+++ EXTRAIT CHOISI
Le Fouta-Diallon est compris entre le 9° et le 13° 30' de latitude nord et le 16° et le 11° de longitude ouest.
Pour les Foulahs, le Fouta s'étend jusqu'à la mer, en réalité il n'en est pas ainsi. Les populations Landoumans, Soussous, Nallous, etc., qui habitent le littoral, paient un tribut aux Peulhs, il est vrai, mais leur territoire est bien à eux.
Grâce à son altitude élevée, le Fouta jouit d'un climat tempéré et relativement très sain. Les observations thermométriques n'ont jamais indiqué plus de 30° centigrades et le plus souvent le thermomètre se maintenait entre 20° et 28°. C'est donc une chaleur très supportable et les Européens peuvent vivre dans ces sites magnifiques sans courir les dangers que l'on rencontre au Sénégal et dans le voisinage de la côte, Les fleuves Sénégal, Niger, Gambie, Rio-Grande, Kakrima, Falémé et tant d'autres moins importants prennent tous leur source sur les hauts plateaux du Fouta. Un nombre considérable de petits cours d'eau, affluents des grandes artères, arrosent le pays et sont les causes de sa végétation vivace et de sa grande fertilité. L'hivernage, ou plutôt la saison des pluies, dure sept mois. La flore est plus riche eu arbres de haute futaie qu'en plantes herbacées. On rencontre très peu de fleurs des champs, mais de hautes herbes à grosses tiges recouvrent les parties de terrain non cultivées.
++++++
+++ DONNÉES
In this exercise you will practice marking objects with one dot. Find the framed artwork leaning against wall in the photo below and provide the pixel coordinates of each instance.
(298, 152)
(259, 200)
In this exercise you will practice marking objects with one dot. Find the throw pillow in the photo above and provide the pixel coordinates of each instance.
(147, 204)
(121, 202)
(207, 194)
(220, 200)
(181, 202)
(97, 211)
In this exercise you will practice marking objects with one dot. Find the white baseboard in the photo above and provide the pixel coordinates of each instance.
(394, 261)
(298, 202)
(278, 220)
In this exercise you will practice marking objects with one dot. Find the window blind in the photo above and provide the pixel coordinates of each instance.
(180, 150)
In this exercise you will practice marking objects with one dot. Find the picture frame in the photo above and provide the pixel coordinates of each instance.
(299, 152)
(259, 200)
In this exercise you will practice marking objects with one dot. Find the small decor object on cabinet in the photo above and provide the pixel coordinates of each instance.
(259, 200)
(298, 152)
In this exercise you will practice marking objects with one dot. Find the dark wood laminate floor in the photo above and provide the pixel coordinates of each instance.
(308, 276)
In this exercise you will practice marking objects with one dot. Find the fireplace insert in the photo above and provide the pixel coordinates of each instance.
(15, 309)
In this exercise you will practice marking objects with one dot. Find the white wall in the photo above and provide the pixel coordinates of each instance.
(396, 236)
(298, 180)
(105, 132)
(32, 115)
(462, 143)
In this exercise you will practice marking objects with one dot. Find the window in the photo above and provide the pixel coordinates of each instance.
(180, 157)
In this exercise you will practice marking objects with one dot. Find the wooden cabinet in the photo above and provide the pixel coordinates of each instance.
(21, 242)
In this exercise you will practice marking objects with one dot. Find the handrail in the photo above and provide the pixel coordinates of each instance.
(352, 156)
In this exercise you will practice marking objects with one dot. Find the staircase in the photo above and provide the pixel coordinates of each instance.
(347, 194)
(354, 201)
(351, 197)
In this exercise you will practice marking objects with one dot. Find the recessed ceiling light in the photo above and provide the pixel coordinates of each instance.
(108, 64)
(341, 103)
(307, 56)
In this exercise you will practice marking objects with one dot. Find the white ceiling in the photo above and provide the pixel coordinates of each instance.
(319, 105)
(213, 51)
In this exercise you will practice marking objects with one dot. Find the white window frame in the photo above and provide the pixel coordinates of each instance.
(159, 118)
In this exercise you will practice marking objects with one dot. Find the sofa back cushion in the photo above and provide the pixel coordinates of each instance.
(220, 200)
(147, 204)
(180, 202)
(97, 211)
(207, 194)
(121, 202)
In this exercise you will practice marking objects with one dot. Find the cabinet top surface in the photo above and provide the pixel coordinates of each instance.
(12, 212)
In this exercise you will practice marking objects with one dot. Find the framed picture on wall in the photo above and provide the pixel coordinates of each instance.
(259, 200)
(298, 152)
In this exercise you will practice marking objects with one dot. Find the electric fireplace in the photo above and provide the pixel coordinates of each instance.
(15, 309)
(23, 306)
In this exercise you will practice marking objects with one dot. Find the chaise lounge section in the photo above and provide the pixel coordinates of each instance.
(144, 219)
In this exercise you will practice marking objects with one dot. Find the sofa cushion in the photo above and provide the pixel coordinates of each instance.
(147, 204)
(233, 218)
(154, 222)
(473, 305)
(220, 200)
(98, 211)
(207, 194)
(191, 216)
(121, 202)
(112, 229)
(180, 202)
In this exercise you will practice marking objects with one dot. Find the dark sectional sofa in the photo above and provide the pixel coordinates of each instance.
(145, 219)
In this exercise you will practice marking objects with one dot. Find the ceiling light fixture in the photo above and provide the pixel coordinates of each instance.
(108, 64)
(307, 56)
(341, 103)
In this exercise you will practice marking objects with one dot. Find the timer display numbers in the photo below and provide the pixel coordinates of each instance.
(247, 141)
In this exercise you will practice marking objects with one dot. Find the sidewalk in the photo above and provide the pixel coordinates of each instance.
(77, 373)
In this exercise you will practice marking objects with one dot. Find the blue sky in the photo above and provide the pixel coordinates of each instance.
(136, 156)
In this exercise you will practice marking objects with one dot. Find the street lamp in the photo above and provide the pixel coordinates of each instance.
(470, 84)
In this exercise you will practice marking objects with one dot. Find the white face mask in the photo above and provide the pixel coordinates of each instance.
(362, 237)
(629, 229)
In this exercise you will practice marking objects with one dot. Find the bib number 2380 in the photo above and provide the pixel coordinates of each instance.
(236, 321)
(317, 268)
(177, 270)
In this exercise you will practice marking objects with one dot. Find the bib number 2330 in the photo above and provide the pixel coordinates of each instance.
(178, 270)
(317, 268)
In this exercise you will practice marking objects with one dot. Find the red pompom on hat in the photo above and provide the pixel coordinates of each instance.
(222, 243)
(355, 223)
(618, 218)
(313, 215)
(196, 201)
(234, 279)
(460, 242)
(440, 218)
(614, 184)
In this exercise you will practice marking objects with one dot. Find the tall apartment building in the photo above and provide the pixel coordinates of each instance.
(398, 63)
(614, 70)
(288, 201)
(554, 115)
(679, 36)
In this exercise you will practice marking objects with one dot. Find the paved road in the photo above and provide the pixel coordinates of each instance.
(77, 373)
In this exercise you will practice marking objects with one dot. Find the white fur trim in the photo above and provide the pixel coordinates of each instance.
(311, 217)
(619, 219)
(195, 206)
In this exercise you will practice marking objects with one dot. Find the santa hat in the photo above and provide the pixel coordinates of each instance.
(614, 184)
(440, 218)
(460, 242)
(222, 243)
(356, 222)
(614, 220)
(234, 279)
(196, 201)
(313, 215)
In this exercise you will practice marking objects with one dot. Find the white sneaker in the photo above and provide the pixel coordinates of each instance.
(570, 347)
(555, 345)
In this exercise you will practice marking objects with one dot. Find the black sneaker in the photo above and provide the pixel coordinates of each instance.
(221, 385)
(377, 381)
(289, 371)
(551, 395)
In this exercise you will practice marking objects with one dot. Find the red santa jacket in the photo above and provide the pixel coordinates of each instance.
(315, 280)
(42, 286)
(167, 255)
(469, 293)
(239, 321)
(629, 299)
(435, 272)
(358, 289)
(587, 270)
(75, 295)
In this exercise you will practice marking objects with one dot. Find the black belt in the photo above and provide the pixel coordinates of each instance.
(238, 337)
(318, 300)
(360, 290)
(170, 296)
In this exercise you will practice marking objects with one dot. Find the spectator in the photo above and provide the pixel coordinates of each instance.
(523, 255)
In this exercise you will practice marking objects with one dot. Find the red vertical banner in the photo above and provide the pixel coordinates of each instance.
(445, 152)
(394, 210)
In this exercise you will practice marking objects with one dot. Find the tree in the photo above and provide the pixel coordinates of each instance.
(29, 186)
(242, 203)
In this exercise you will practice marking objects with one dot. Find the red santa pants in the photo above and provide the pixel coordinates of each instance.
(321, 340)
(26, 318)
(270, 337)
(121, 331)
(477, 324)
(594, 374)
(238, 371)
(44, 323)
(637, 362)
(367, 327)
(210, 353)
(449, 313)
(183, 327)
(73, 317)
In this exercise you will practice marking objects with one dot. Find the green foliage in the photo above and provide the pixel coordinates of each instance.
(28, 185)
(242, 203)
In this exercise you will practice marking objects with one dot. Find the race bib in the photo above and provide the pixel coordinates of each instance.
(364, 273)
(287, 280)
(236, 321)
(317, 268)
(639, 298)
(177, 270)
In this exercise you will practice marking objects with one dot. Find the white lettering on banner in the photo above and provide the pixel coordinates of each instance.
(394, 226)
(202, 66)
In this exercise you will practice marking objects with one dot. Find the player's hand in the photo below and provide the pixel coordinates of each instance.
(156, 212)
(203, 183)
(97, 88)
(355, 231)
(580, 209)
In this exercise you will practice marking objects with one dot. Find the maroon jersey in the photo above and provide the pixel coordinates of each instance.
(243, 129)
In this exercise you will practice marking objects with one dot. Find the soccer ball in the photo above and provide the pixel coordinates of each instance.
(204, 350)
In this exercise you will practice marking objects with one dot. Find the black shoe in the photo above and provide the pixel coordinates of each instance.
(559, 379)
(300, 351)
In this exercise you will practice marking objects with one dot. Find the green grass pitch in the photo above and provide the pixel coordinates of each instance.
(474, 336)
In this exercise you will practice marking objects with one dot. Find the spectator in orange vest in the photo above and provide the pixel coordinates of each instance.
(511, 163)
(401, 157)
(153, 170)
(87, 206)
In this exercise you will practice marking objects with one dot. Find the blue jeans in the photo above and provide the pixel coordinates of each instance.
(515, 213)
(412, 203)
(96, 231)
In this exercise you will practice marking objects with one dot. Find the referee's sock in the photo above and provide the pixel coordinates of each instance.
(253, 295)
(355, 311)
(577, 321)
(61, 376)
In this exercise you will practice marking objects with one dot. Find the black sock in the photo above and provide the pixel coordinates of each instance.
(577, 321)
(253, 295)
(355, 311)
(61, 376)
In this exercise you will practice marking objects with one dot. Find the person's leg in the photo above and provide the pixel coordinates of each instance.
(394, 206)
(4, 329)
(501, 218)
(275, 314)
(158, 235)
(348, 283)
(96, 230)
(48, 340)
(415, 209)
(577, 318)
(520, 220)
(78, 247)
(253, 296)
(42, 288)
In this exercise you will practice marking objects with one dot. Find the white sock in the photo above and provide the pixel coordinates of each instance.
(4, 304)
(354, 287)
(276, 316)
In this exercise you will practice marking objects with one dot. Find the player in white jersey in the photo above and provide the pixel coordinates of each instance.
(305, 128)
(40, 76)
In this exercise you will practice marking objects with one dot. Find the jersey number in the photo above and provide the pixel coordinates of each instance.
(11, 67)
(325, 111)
++++++
> [EXERCICE] Relevez, s'il vous plaît, tous les fleuves que l'extrait sur le Fouta-Diallon nomme comme prenant leur source sur les hauts plateaux du Fouta.

> [RÉPONSE] Sénégal, Niger, Gambie, Rio-Grande, Kakrima, Falémé